Start of SELECTED PASSAGE
Leading a firm through major change, such as divestiture, puts a CEO in a risky spot. On the one hand, making cuts and other tough choices can strengthen a company in the long run. But it also brings uncertainty. How many businesses can be sold and at what price? How long will the process take? How much effort will it demand? How much emotional fallout will there be to manage?

Because there’s no easy answer to these questions, it can be hard to know in advance how CEOs should be paid during a major transition. It makes sense, then, for firms to decide on compensation after the strategic change has been completed.

Robert E. Hoskisson, an Emeritus Professor at the business school, joined a team of researchers to look at how CEOs are compensated after a major strategic change.

They looked specifically at corporate refocusing, a technical word for what can be a painful process: changing a company’s scope through divestitures, including asset selloffs, spinoffs, split-ups or management buyouts. Intense refocusing not only unleashes enormous upheaval in a firm – it increases professional uncertainty for top managers.

The CEO's role is clearer during an expansion, as is the reward she should receive for her performance. In a divestiture, however, when the firm’s size or scope is shrinking, it’s not always obvious how big a CEO’s payoff should be. 

Since refocusing can last for months or even years and involve much of the company, it's also difficult to predict its full implications. It took five years for International Paper to divest 26 units. Pfizer, on the other hand, divested a full 40 percent of its holdings during a refocusing process.
End of SELECTED PASSAGE
* **EXERCISES**
- a) Say whether each statement agrees with the passage on CEO pay after corporate refocusing, answering yes or no and quoting the words of the passage that decide it: (i) Pfizer divested 40 percent of its holdings during a refocusing process. (ii) International Paper divested 26 units over three years. (iii) The CEO's role is clearer during a divestiture than during an expansion.
- b) Extend the passage on CEO pay after corporate refocusing, picking up after its final sentence.
Start of SUPPLIED RECORDS
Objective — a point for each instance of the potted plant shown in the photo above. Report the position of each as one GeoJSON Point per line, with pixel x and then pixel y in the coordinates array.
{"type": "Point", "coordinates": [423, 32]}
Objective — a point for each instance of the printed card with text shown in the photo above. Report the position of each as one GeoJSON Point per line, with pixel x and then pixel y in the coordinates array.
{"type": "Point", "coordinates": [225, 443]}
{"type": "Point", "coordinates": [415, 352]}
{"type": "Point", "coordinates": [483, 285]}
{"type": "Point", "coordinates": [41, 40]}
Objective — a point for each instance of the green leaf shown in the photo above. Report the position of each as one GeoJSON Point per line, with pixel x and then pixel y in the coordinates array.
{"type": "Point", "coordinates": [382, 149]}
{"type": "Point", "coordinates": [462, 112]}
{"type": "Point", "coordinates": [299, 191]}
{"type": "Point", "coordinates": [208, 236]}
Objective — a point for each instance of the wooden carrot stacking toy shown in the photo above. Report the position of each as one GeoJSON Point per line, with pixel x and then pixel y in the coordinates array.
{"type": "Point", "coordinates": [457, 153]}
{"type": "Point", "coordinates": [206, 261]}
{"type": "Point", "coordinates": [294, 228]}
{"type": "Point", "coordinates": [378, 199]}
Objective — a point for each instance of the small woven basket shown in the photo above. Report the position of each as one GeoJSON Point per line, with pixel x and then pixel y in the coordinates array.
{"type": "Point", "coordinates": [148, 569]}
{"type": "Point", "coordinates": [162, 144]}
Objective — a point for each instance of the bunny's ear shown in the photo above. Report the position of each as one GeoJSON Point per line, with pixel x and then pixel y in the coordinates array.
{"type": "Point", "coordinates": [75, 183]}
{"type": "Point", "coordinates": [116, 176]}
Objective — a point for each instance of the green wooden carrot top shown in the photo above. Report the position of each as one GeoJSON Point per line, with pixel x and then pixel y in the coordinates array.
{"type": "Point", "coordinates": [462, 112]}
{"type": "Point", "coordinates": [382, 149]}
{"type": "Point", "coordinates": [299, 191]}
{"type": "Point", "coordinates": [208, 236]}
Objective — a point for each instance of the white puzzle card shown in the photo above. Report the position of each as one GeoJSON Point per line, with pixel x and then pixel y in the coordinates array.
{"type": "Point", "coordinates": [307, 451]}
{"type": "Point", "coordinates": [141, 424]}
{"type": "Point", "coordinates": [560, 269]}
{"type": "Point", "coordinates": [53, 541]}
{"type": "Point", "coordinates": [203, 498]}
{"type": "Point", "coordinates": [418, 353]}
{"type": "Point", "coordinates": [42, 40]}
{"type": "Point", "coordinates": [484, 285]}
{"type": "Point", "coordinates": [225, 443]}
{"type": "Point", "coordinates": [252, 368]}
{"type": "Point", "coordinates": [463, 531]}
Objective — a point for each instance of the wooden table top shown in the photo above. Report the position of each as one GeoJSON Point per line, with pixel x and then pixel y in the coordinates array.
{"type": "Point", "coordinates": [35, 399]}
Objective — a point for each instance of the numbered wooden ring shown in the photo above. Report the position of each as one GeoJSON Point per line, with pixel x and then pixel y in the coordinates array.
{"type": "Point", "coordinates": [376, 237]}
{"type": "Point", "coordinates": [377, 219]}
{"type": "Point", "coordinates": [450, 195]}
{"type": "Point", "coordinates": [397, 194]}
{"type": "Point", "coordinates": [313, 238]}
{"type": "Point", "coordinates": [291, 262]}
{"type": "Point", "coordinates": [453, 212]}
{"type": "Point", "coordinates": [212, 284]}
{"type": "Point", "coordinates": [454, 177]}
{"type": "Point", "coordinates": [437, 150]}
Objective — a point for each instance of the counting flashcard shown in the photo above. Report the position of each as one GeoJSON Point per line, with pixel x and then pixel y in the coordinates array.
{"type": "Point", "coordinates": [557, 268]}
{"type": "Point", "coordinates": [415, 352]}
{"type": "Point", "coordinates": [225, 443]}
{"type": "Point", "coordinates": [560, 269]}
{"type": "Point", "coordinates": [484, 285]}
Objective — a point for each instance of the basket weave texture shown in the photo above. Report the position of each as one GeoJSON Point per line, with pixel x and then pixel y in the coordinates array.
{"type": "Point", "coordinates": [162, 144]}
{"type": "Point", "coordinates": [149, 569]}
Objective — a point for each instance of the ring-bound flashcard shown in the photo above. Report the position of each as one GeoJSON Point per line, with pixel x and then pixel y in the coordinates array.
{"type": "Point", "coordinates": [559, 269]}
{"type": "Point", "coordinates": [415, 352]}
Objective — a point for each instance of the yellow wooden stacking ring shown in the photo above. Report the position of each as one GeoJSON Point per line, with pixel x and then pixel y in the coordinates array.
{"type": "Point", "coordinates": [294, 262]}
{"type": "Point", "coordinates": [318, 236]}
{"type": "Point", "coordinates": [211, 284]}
End of SUPPLIED RECORDS
* **WRITTEN RESPONSES**
- a)
(i) Yes: "Pfizer, on the other hand, divested a full 40 percent of its holdings during a refocusing process."
(ii) No: "It took five years for International Paper to divest 26 units."
(iii) No: "The CEO's role is clearer during an expansion, as is the reward she should receive for her performance."

- b)
A CEO's job gets more complex as a company shrinks. First, she has to decide which business units should be divested and decouple them from the firm. She has to work with the managers of the units being divested, who naturally may fight the decision and try to save their jobs. She also has to find suitable buyers, negotiate with them and hand over the business in good order. Finally, she has to address the survivor trauma in the managers and employees who remain. All these duties multiply if the firm is engaging in a number of divestitures at the same time.

To better understand how firms compensate their CEOs in these situations, Hoskisson and his coauthors gathered samples of refocusing firms in a range of American industries. Altogether, they examined 227 divestiture programs that added up to a total of 1,395 individual divestitures.

What they found: Firms settle up more generously when recent performance is good and when the board of directors is dominated by independent director monitors. The settling up, in other words, depends not only on the intensity of the strategic change, but on its context. And this variation in compensation amounts has a range of consequences.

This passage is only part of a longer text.